◆ Work to complete
How many lines in the material below contain the string "clicks"? Reply with the number only.

Items from a dataset:
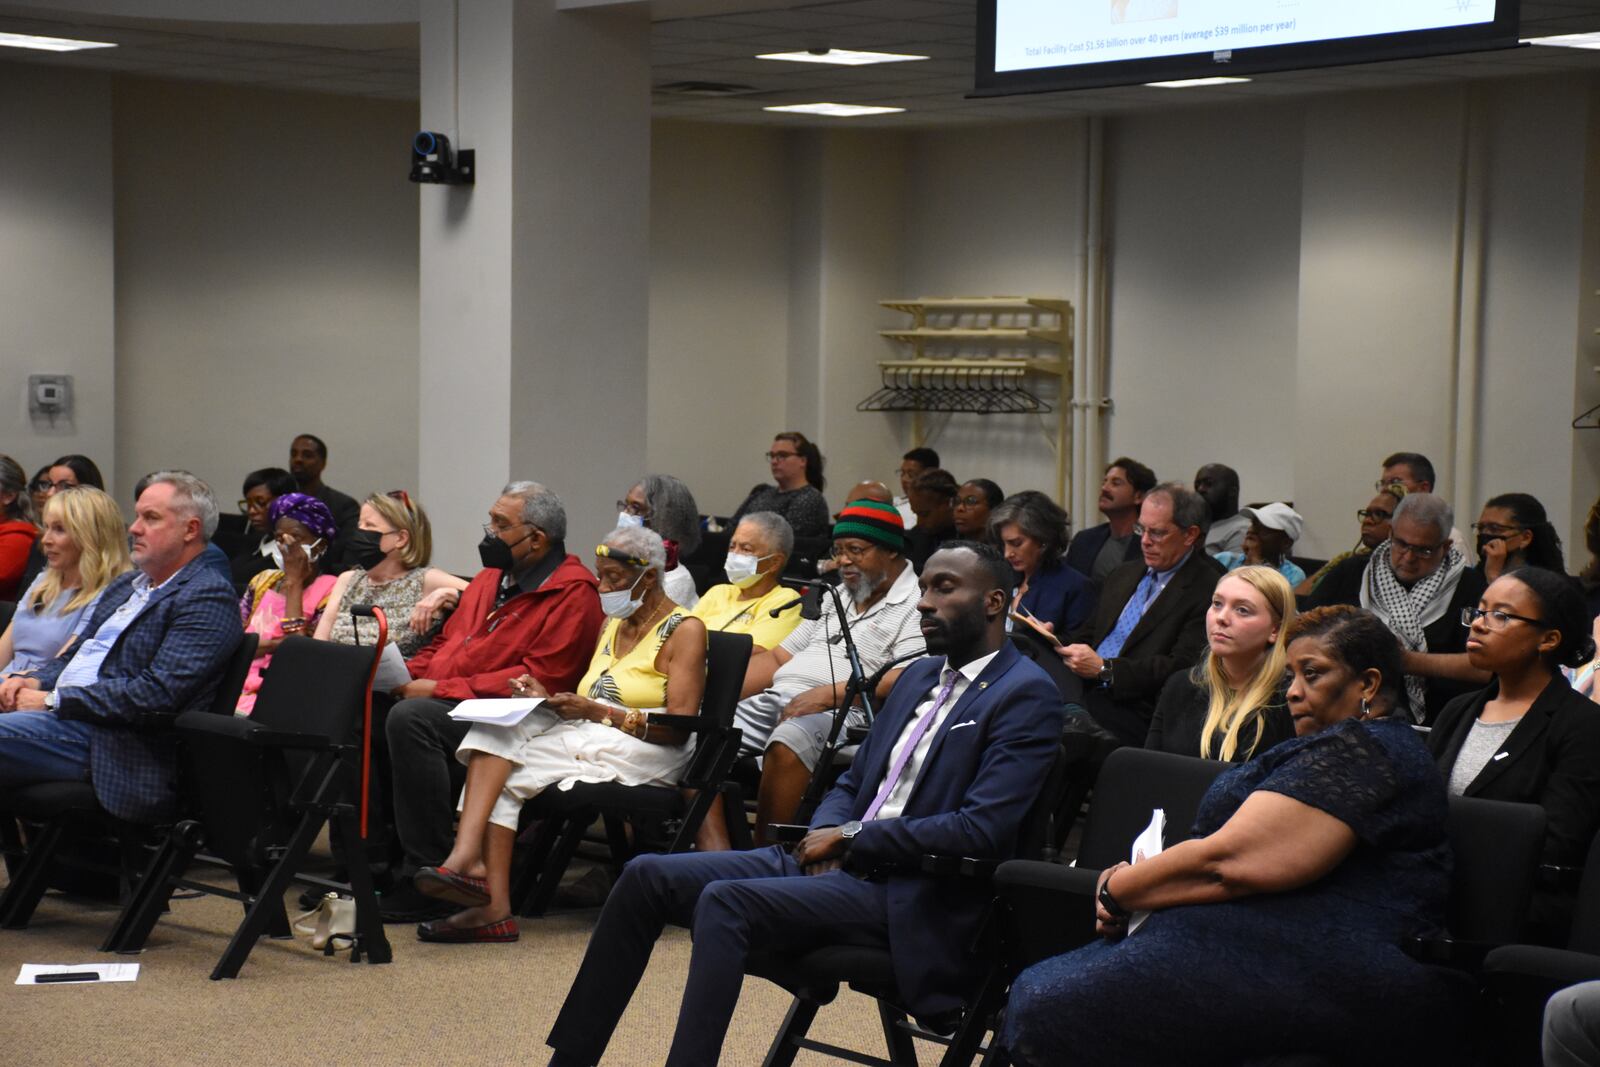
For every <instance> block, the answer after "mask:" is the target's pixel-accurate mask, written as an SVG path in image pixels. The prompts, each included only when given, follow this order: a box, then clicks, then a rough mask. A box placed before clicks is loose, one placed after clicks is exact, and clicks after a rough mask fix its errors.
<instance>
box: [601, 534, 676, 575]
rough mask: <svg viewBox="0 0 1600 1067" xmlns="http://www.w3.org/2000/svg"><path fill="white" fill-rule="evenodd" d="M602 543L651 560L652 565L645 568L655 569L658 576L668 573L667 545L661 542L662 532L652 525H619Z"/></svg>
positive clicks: (618, 551)
mask: <svg viewBox="0 0 1600 1067" xmlns="http://www.w3.org/2000/svg"><path fill="white" fill-rule="evenodd" d="M600 544H603V545H605V547H608V549H616V550H618V552H626V553H627V555H632V557H637V558H640V560H650V566H646V568H643V569H646V571H654V573H656V576H661V574H666V573H667V545H664V544H661V534H658V533H656V531H654V530H651V528H650V526H618V528H616V530H613V531H611V533H608V534H606V536H605V541H602V542H600Z"/></svg>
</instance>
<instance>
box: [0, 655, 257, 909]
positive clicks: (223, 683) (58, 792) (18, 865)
mask: <svg viewBox="0 0 1600 1067" xmlns="http://www.w3.org/2000/svg"><path fill="white" fill-rule="evenodd" d="M254 657H256V635H254V633H246V635H245V638H243V640H242V641H240V643H238V648H235V649H234V654H232V656H230V657H229V661H227V665H226V667H224V670H222V678H221V681H219V683H218V688H216V696H214V697H213V699H211V709H210V712H206V713H214V715H226V717H232V713H234V705H235V704H237V702H238V693H240V689H242V688H243V685H245V678H246V677H248V675H250V662H251V661H253V659H254ZM174 718H176V717H174V715H162V717H155V718H154V720H152V721H147V723H139V725H136V726H130V729H142V731H149V733H154V734H170V733H171V731H173V721H174ZM178 797H179V801H178V814H179V816H182V814H184V811H186V806H187V805H189V803H190V795H189V792H187V790H186V789H184V787H182V779H179V787H178ZM19 824H21V825H22V827H27V845H26V846H24V843H22V835H21V833H19ZM160 825H162V824H160V822H157V824H142V822H130V821H126V819H118V817H115V816H112V814H110V813H109V811H106V809H104V808H102V806H101V803H99V798H98V797H96V795H94V785H93V784H91V782H38V784H34V785H18V787H16V789H10V790H5V792H3V793H0V849H3V851H5V862H6V873H8V875H10V885H6V889H5V894H0V926H3V928H6V929H22V928H24V926H27V923H29V921H30V920H32V918H34V910H35V909H37V907H38V901H40V899H42V897H43V896H45V889H46V888H50V885H51V883H53V881H59V880H62V877H69V878H70V877H72V875H70V873H67V872H64V870H62V867H74V869H78V872H83V873H85V875H86V877H90V878H117V885H118V899H122V901H125V902H126V901H128V899H130V897H131V896H133V893H134V883H136V880H138V875H139V870H141V869H142V867H144V859H146V853H147V849H149V848H150V843H152V840H154V837H155V832H157V830H158V829H160ZM69 843H70V845H72V848H70V849H67V848H64V845H69ZM69 851H72V853H75V856H69V854H67V853H69ZM110 856H117V862H115V864H110V862H102V859H104V861H109V857H110ZM101 857H102V859H101ZM80 877H82V875H80Z"/></svg>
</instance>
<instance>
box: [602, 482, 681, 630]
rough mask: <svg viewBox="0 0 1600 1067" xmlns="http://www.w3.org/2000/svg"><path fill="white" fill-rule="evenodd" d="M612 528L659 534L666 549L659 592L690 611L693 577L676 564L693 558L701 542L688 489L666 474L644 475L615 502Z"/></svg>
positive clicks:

◆ Finished exercise
4